Your task is to return the line containing "negative clicks: (439, 300)" and each line after it through the end of the entries, exactly, with no other lines.

☆ ☆ ☆ ☆ ☆

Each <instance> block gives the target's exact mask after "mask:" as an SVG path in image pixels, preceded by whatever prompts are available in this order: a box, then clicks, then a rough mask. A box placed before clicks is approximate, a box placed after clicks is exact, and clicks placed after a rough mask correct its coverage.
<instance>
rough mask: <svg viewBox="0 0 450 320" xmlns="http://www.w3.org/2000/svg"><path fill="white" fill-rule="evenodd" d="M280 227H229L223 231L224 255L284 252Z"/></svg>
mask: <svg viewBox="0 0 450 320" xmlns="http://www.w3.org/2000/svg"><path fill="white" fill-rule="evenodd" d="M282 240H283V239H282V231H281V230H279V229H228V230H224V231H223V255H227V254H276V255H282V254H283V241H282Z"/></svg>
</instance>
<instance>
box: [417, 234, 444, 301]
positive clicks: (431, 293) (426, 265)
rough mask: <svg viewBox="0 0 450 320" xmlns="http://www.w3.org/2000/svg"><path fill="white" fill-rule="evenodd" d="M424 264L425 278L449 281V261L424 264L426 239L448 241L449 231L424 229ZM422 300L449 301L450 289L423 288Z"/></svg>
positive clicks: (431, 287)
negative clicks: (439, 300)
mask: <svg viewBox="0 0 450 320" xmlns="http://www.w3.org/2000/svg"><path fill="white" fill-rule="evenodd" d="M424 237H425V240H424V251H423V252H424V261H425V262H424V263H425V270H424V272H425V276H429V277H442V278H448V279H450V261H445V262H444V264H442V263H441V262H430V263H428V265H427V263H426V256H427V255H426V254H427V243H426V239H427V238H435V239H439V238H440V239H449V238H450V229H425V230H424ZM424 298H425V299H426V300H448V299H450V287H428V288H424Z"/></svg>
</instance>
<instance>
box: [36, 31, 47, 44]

☆ ☆ ☆ ☆ ☆

### Response to this task
negative clicks: (439, 300)
mask: <svg viewBox="0 0 450 320" xmlns="http://www.w3.org/2000/svg"><path fill="white" fill-rule="evenodd" d="M424 237H425V240H424V251H423V252H424V261H425V262H424V263H425V270H424V272H425V276H429V277H442V278H448V279H450V261H445V262H444V264H442V263H441V262H430V263H428V265H427V263H426V256H427V255H426V254H427V243H426V239H427V238H435V239H439V238H440V239H449V238H450V229H425V230H424ZM424 298H425V299H426V300H448V299H450V287H428V288H424Z"/></svg>
</instance>
<instance>
box: [36, 31, 47, 44]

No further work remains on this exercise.